-- start PAGE TEXT --

Thursday, April 12, 2012

THE CHERRY PICK OF MY IATEFL NOTES

(image from http://resources.prufrock.com/Portals/0/BlogImages/Bloom.jpg)

Looking back through my notes from IATEFL I have cherry picked the best bits and will attempt in this post to briefly present them to you. By cherry pick, some of these are things that are new, some are less new cherry's but good ideas that perhaps I need to revisit.

I will start with a few cherry picked ideas from the RESIG day.
Sarah Mercer and Richard Smith had a few nice warmer activities: for example making acronyms that define how we feel: TEFL Totally Eddy Feeling Lad...

In her practice at uni in Austria she does learner histories as her first lesson, an idea that I am going to use tomorrow and Tuesday for my cover classes that bridge the gap between two teachers.

Richard Smith talked about making the most of feedback, something I am really into. He talked about the horrible evaluation questionnaire institutions use for various devious purposes. The practical suggestion of asking students for feedback using the start, stop, continue prompts, or rather (as a US colleague put it) keep, change, ditch. He clearly illustrated how we can (and perhaps should respond to open questions with closed questions.

Ruth Hamilton gave some ideas linked to possible changes that could be made to the CELTA, including making potential candidates shadow a teacher for a day, and echoing Scott Thornbury that the written assignments should be ditched and the course should be a teaching only course.

The British Council's people in China did an ace presentation on some amazing work they have been doing. It seemed really deep and meaningful, it was a great presentation, but I just wondered how scalable it was, and how many trainers they could train using this level of intensity of training. They also were able to show how they successfully wrangled with an issue of how to link teacher training and trainer training.

Susan Barduhn and Beth Neher did an amazing job of situating teacher educators as change agents a conceptualisation i really liked and find powerful. They focused on their context at SIT working with teachers on a long programme whereby they are mostly learning in school, but come to the Uni in the summers. They talked about how professional development is often viewed as deficiency related: if you need to improve, you are not good enough kind of thing. They talked about how we need to focus on learning not in a this is the right way, way.

-- end PAGE TEXT --

* [EXERCISES]:
a. Show every line of the records that contains the string "tree", treating uppercase and lowercase as different.
b. Carry on the blog post about IATEFL conference notes, beginning right after its last sentence.

-- start SUPPLIED MATERIAL --

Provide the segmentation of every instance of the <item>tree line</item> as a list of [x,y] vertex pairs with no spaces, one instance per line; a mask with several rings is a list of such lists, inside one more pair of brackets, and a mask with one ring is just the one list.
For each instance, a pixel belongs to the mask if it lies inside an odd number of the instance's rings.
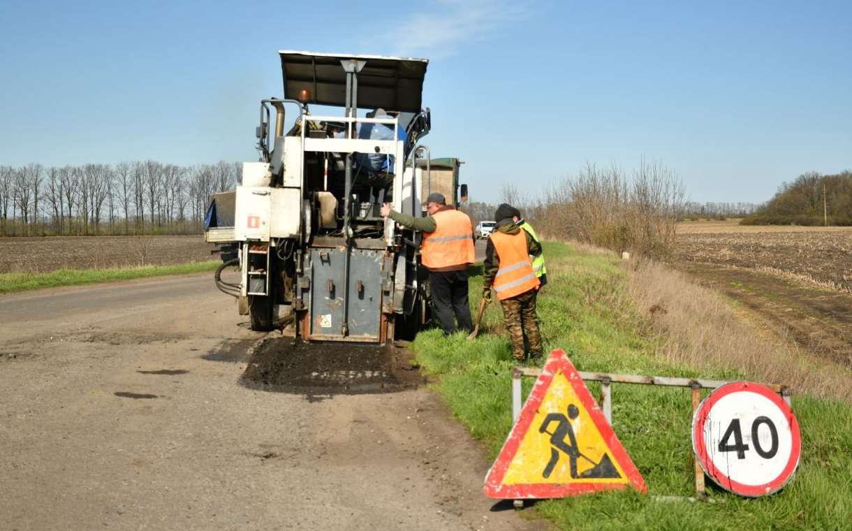
[[698,221],[701,218],[724,221],[728,217],[751,216],[757,212],[759,208],[760,205],[742,201],[736,203],[687,201],[683,206],[683,216],[691,221]]
[[199,234],[208,198],[240,173],[226,161],[0,165],[0,235]]
[[744,225],[852,225],[852,172],[809,171],[785,182]]

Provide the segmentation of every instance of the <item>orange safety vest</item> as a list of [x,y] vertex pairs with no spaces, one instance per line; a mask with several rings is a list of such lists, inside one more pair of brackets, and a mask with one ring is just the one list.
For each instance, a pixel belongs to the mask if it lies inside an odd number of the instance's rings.
[[435,228],[423,233],[421,255],[423,265],[430,269],[465,265],[476,261],[474,254],[474,230],[464,212],[446,210],[432,215]]
[[540,283],[527,251],[524,231],[515,234],[493,232],[489,238],[500,257],[500,268],[494,277],[497,298],[502,301],[538,288]]

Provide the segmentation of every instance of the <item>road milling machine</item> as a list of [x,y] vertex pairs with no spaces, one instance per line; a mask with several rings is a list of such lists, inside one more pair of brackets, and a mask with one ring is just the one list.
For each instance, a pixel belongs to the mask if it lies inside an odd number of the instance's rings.
[[[284,97],[260,102],[259,162],[236,190],[214,194],[204,238],[222,246],[218,287],[253,330],[294,321],[306,341],[382,343],[426,312],[420,235],[380,216],[412,216],[440,192],[467,197],[457,159],[431,159],[422,107],[428,61],[280,51]],[[343,107],[343,116],[311,113]],[[359,116],[359,109],[366,116]],[[293,125],[285,133],[286,113]],[[239,268],[239,281],[222,277]]]

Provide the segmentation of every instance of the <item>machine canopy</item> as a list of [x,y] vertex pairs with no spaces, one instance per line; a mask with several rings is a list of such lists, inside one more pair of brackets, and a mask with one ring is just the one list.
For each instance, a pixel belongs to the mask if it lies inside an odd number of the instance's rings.
[[310,103],[346,107],[346,72],[342,60],[366,61],[358,74],[359,108],[417,113],[422,108],[427,59],[314,54],[281,50],[284,97],[296,99],[299,91],[311,93]]

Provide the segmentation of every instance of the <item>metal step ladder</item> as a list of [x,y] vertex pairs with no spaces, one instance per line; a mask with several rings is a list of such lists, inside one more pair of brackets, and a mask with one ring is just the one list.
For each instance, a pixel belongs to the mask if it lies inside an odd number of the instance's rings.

-- end SUPPLIED MATERIAL --

* [EXERCISE RESULTS]:
a.
Provide the segmentation of every instance of the <item>tree line</item> as a list of [x,y] vertex pairs with no spaces, one instance per line; a mask with several rings is a list of such lists, inside one more pair of brackets, and a mask with one ring is just the one list.

b.
They talked about change coming when there is trust and about change at three levels. First order change is reversible and is about immediacy. Second order change has transformative potential and is less likely to be reversed. This might be change to how teachers do things and who does what. I effects at a deep systemic, cultural level.

With the equation TRUST + EFFORT + LEADERS THAT UNDERSTAND CHANGE they say it is possible to be change agents. However, we must understand that change as chaos, loss, grieving, unstable, confusing, as somthing that creates conflict, but eventually becomes a new beginning with new identities, competency, identities and energy. The language in this talk was so BIG i loved it! They then finished off by talking about teacher's need for real knowledge and confidence and that we should do this taking into account that we have all undergone an extensive "apprenticeship of observation" (Lortie, 1975) and that understanding is created dialogically we need somthing and somebody to make sense of all!

In one of the many sessions I attended about doing teacher education work in development contexts an audience member said this in the Q&A after (my paraphrase):

people want quick fixes. We live in a superficial, celebrity obsessed, capitalist world. People in developing countries don't want to engage in deep reflections, change, or question their beliefs: they want quick fixes. All this talk about reflection is right. Therefore lets deal with the technical aspects of teaching first and then deal with the beliefs underpinning this.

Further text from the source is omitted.